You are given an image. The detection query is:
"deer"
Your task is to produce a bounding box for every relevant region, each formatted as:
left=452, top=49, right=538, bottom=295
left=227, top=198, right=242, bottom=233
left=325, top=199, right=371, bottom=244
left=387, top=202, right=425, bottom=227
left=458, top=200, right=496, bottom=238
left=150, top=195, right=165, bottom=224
---
[Objective] Copy the material above word for word, keeping every line unchanged.

[Task solution]
You are given an image. The detection query is:
"deer"
Your task is to produce a bounding box for every relevant region, each formatted as:
left=452, top=49, right=538, bottom=295
left=227, top=198, right=242, bottom=233
left=325, top=199, right=371, bottom=244
left=387, top=202, right=425, bottom=227
left=458, top=200, right=496, bottom=238
left=150, top=195, right=165, bottom=224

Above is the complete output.